■ **SOURCE PASSAGE**
________________________________________
At Harvard, Raiffa was among the first professors to have his students role-play negotiation simulations in the classroom, now the predominant form of negotiation instruction around the world. Beyond his work in academia, Raiffa lent his expertise to real-world problems, including the Cold War and the Israeli-Palestinian conflict. In the 1970s, Raiffa, who served in the Army Air Corps during World War II, cofounded and led the International Institute for Applied Systems Analysis, a think tank aimed at reducing tensions between the East and West.
In his writing and teaching on negotiation, Raiffa promoted a mutual-gains approach aimed at improving all parties’ outcomes, which he viewed as the most effective way to create value and build lasting relationships. He advised negotiators to analyze each party’s alternative to a negotiated agreement, each party’s set of interests, and the relative importance of those interests.

Raiffa also addressed the ethical challenges of negotiation. In 1979, the Harvard Crimson reported that he concluded his Harvard Business School negotiation course by telling his students, “When we see we could improve our profit or further maximize our desired result, we might ask, Is this a ‘dirty’ dollar or a ‘clean’ one that we could earn here? What would happen if everybody did this? Would we be able to sleep at night if we did this? How would we feel if we had to explain this to our families?”
________________________________________
■ **DATASET RECORDS**
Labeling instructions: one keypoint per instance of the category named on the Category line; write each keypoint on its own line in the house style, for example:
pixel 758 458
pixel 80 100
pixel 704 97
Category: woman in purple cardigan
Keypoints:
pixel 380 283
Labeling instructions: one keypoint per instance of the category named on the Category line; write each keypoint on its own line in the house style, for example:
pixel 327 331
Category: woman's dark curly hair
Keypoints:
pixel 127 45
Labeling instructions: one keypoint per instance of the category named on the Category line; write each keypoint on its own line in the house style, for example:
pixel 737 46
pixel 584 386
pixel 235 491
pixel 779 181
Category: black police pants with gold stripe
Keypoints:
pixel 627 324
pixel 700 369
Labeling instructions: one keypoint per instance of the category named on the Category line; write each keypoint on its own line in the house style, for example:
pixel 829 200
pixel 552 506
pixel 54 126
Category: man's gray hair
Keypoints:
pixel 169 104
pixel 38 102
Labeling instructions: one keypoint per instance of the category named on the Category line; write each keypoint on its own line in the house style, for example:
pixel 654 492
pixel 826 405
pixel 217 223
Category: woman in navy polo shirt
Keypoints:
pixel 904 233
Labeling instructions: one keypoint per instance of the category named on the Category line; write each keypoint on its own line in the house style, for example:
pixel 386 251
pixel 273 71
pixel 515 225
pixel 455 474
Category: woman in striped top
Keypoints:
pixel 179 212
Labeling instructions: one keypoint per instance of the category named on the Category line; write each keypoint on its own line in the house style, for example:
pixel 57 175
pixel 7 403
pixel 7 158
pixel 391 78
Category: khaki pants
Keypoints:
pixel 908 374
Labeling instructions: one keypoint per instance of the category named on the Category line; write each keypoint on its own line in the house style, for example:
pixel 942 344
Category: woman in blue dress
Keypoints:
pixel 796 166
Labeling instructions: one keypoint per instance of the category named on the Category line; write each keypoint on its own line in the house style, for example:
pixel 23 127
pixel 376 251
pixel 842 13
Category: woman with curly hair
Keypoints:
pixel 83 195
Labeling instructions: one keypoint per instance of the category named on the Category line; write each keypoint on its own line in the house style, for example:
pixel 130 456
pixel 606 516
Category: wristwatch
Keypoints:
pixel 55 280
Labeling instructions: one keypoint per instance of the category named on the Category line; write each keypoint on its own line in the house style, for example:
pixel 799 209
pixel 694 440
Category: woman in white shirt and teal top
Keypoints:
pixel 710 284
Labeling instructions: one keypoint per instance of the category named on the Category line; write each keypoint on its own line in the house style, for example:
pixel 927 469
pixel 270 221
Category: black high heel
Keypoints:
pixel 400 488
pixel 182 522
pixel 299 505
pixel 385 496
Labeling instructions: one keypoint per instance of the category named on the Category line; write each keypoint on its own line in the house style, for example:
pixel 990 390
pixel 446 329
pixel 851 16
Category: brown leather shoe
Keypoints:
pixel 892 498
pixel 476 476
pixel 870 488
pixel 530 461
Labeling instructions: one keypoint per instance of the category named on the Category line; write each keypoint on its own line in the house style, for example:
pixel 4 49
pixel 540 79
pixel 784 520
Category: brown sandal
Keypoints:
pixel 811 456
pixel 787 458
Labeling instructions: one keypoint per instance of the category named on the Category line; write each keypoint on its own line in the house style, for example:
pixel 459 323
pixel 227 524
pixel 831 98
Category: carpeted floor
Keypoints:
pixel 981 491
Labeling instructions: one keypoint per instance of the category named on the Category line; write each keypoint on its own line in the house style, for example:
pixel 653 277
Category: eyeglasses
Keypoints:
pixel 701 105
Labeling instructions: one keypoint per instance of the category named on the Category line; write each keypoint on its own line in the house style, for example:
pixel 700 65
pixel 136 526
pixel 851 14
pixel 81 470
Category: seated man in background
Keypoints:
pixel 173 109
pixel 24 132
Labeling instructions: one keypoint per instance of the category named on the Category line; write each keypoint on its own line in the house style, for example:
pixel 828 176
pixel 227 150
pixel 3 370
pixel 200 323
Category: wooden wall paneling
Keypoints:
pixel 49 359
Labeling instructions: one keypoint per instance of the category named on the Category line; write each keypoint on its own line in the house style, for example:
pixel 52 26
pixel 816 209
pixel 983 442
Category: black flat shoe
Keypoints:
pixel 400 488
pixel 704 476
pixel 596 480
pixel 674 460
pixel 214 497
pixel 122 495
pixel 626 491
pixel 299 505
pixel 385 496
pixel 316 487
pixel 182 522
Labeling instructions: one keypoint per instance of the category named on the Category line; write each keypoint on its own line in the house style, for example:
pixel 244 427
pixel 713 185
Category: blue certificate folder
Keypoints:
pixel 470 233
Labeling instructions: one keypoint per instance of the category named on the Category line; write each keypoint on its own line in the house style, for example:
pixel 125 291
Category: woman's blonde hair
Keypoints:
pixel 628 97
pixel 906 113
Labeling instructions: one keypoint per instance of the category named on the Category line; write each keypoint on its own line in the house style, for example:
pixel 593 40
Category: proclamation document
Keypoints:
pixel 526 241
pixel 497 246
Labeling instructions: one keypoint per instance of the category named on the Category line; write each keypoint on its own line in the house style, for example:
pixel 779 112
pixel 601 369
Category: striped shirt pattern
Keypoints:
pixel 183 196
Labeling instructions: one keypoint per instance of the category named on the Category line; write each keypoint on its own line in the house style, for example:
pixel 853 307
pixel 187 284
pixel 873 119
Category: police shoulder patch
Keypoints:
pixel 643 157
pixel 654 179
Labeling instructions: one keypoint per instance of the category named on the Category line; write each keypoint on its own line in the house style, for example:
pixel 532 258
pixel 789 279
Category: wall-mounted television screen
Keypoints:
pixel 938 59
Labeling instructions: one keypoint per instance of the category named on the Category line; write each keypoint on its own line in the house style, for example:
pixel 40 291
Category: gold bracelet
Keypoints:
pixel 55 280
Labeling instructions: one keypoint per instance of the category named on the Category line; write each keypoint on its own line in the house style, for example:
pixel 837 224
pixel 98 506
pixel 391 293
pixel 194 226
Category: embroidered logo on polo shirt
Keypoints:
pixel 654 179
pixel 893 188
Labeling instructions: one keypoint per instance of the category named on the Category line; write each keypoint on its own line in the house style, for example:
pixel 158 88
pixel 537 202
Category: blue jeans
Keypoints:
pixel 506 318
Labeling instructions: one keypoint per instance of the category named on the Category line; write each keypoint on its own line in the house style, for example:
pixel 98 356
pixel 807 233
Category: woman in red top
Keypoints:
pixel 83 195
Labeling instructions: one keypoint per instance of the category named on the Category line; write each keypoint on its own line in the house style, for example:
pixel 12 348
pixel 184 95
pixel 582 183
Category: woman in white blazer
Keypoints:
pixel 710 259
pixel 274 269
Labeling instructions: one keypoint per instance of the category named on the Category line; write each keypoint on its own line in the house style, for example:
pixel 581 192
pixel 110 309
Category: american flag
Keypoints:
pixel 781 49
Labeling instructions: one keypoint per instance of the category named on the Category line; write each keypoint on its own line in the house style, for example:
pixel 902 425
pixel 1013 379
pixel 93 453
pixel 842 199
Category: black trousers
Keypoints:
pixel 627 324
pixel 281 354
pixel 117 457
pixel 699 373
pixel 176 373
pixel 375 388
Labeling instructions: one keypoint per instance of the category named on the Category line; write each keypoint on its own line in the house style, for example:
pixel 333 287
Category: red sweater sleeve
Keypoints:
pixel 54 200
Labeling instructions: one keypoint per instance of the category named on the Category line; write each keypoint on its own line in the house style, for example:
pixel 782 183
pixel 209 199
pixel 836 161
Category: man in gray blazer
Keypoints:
________________________________________
■ **TASKS FOR THIS EXERCISE**
1. From the passage on Raiffa, copy the part that opens with the words containing "In his writing" and closes with "of those interests.".
2. Using the passage on Raiffa, mark each statement yes or no, and quote the words that decide it:
(a) Raiffa served in the Army Air Corps during World War II.
(b) Raiffa's mutual-gains approach aimed to improve the outcome of only one party.
(c) The Harvard Crimson report about his course appeared in 1979.

■ **SET OF ANSWERS**
1.
In his writing and teaching on negotiation, Raiffa promoted a mutual-gains approach aimed at improving all parties’ outcomes, which he viewed as the most effective way to create value and build lasting relationships. He advised negotiators to analyze each party’s alternative to a negotiated agreement, each party’s set of interests, and the relative importance of those interests.

2.
(a) Yes: "who served in the Army Air Corps during World War II"
(b) No: "aimed at improving all parties’ outcomes"
(c) Yes: "In 1979, the Harvard Crimson reported"